*Written problem*
Convert only the lines below that begin with the line containing "Reviewer note: check that each instance of the green" and continue through the line containing "Target: field boundary" into a numbered list, omitting any blank lines.
:::::
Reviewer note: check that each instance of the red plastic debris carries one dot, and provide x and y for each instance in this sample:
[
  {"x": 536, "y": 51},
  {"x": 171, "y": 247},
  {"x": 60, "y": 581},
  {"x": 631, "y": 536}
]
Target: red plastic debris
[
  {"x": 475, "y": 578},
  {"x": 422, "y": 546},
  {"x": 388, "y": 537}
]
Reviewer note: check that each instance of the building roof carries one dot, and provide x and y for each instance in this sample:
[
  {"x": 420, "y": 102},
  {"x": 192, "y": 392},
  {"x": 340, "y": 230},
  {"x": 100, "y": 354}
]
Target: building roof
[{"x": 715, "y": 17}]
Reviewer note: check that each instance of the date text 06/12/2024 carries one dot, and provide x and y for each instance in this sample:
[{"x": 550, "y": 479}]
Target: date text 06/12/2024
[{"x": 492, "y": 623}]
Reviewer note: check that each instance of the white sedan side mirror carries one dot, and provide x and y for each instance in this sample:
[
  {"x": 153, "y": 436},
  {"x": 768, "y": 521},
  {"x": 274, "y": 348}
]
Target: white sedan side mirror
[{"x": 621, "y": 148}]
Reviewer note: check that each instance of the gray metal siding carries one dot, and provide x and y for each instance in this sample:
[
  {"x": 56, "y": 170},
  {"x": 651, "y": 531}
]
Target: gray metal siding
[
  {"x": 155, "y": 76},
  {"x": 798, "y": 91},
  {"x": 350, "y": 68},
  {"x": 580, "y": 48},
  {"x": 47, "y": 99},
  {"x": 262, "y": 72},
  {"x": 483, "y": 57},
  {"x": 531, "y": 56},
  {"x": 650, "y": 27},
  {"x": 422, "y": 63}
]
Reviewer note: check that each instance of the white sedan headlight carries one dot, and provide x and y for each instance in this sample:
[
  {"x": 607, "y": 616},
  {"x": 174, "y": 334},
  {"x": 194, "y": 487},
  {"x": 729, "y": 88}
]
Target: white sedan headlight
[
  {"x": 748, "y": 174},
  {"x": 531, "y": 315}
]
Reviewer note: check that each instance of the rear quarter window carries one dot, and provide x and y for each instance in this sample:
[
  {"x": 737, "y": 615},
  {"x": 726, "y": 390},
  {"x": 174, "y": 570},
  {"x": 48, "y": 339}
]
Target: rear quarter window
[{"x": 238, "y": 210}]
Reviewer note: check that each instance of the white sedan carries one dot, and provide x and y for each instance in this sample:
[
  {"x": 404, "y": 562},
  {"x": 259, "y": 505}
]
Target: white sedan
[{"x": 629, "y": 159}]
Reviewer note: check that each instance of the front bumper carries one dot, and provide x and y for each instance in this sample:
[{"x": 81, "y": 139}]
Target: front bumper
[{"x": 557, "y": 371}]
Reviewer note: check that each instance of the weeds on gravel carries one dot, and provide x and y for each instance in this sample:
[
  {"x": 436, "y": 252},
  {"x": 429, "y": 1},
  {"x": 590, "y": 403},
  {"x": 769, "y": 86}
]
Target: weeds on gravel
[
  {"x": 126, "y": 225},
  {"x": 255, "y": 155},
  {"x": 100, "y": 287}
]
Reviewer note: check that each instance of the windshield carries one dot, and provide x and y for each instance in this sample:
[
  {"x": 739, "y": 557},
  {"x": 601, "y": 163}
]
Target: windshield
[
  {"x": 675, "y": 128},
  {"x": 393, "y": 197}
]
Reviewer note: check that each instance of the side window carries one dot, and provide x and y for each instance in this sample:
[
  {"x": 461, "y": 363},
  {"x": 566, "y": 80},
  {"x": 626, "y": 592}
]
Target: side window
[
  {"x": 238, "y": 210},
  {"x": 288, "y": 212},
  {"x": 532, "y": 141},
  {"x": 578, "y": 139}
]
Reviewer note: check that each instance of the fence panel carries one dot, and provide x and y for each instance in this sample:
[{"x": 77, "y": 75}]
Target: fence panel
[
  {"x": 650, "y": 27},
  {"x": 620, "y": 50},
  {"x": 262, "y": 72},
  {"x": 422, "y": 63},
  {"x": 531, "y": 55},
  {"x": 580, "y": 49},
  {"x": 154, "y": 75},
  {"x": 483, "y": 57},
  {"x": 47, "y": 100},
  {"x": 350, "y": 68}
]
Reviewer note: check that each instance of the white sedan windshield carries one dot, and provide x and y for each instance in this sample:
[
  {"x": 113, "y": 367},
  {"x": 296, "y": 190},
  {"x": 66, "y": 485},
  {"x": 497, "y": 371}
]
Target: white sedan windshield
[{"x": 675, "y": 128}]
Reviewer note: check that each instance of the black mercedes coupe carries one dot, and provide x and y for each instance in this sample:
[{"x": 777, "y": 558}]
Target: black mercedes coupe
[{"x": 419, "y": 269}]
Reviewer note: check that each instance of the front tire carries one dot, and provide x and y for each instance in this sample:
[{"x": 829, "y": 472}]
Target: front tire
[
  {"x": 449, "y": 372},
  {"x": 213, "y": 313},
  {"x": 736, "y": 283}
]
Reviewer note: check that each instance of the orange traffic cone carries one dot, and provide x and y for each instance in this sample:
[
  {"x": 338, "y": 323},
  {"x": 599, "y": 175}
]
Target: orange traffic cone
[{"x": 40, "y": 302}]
:::::
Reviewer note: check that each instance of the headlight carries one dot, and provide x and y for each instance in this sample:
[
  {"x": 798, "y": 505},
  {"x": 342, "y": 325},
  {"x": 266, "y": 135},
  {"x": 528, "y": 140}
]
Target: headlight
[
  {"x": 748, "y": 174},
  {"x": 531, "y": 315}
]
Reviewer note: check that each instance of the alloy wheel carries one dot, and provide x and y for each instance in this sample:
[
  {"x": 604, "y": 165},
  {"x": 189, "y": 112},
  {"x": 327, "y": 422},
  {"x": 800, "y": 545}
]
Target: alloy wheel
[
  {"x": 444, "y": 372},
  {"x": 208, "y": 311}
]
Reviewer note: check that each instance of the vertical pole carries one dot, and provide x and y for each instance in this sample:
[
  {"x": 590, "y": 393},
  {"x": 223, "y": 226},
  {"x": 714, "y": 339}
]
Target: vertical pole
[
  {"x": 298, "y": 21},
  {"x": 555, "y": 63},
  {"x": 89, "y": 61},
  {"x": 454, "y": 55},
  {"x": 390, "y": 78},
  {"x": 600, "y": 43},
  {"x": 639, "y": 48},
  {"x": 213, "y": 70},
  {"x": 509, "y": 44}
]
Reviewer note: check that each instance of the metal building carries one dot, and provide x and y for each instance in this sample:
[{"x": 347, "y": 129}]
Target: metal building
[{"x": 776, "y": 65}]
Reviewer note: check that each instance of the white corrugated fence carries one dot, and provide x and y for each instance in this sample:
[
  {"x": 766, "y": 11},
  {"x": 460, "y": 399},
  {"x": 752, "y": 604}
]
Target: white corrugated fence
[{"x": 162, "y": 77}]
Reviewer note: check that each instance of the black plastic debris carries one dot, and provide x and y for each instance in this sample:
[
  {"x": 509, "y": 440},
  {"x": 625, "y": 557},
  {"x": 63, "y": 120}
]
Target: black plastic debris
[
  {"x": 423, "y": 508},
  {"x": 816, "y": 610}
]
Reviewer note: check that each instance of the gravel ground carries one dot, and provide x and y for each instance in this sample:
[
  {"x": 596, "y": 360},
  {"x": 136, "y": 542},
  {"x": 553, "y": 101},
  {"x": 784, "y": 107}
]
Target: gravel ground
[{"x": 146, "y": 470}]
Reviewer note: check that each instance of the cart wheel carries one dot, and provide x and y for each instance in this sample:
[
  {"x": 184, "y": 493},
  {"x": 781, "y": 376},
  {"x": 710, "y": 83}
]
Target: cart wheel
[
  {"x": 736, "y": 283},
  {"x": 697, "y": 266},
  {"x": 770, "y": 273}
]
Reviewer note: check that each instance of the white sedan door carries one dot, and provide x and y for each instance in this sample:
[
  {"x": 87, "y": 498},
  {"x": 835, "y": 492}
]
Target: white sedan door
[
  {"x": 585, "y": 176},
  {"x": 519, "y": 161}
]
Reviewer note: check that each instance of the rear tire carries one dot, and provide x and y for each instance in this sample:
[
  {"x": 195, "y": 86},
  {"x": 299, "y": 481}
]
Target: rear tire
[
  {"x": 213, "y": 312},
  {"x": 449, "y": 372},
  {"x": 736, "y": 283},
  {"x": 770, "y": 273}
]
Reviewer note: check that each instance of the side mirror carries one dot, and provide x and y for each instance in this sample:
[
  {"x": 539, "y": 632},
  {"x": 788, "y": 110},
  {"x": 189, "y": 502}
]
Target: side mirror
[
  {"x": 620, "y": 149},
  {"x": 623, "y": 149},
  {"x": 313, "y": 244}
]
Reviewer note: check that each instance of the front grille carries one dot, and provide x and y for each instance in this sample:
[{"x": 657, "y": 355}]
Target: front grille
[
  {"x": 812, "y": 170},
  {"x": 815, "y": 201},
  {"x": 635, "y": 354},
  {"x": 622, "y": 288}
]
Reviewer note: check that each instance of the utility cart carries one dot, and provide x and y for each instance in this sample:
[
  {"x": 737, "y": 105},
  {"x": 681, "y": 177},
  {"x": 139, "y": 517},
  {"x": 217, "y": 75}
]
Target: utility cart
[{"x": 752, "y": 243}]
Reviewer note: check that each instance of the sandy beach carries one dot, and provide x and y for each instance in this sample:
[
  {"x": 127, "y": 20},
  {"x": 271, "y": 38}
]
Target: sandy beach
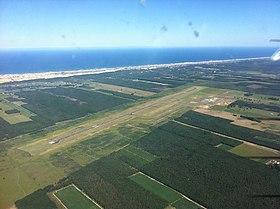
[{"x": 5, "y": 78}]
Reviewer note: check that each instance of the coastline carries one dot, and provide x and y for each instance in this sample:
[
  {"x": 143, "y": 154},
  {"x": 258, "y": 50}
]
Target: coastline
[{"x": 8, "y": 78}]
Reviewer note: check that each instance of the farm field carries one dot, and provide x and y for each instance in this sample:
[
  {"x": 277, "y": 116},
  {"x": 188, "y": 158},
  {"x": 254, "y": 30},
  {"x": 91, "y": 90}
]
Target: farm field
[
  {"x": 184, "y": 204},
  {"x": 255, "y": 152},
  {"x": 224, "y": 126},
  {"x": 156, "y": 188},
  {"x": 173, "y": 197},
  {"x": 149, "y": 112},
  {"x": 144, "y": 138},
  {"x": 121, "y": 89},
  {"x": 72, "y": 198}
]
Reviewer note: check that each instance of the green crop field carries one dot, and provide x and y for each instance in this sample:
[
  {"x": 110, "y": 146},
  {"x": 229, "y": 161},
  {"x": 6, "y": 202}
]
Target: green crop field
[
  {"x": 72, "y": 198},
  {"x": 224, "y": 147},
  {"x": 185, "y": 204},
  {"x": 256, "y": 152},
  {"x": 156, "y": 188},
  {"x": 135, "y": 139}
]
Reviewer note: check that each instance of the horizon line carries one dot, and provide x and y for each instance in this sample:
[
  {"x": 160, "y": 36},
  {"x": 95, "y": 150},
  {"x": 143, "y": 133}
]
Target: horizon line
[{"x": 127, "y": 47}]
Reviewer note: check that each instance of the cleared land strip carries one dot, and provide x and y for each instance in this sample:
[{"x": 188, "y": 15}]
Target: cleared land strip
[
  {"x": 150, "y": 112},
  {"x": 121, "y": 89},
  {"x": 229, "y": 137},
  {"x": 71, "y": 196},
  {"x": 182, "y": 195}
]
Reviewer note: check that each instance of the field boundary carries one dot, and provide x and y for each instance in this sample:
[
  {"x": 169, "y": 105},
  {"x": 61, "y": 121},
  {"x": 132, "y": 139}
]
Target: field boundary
:::::
*Answer to the problem*
1. Reviewer note: check that each instance of the green crop field carries one dot, and provide x and y for each instance in this sample:
2. [
3.   {"x": 110, "y": 146},
4.   {"x": 229, "y": 161},
5.   {"x": 6, "y": 202}
6. ]
7. Target: green crop field
8. [
9.   {"x": 72, "y": 198},
10.   {"x": 224, "y": 147},
11.   {"x": 185, "y": 204},
12.   {"x": 256, "y": 152},
13.   {"x": 156, "y": 188},
14.   {"x": 135, "y": 139}
15. ]
16. Reviewer note: check that each instance of the horizon line carries one dot, and provide x and y for each instance in this sample:
17. [
18.   {"x": 160, "y": 36},
19.   {"x": 95, "y": 150},
20.   {"x": 143, "y": 133}
21. ]
22. Target: horizon line
23. [{"x": 127, "y": 47}]
24. Reviewer note: check that each instance of the cleared land strip carries one dot, and provide x and y for each instance in this sample:
25. [{"x": 188, "y": 15}]
26. Target: cleared land strip
27. [
28.   {"x": 150, "y": 112},
29.   {"x": 121, "y": 89},
30.   {"x": 229, "y": 137},
31.   {"x": 71, "y": 196},
32.   {"x": 182, "y": 195}
33. ]
34. Reviewer note: check that each instance of the field boundary carries one dot, and provide x and y for each instance in this sample:
35. [
36.   {"x": 169, "y": 105},
37.   {"x": 61, "y": 121},
38.   {"x": 132, "y": 139}
39. ]
40. Target: field boundary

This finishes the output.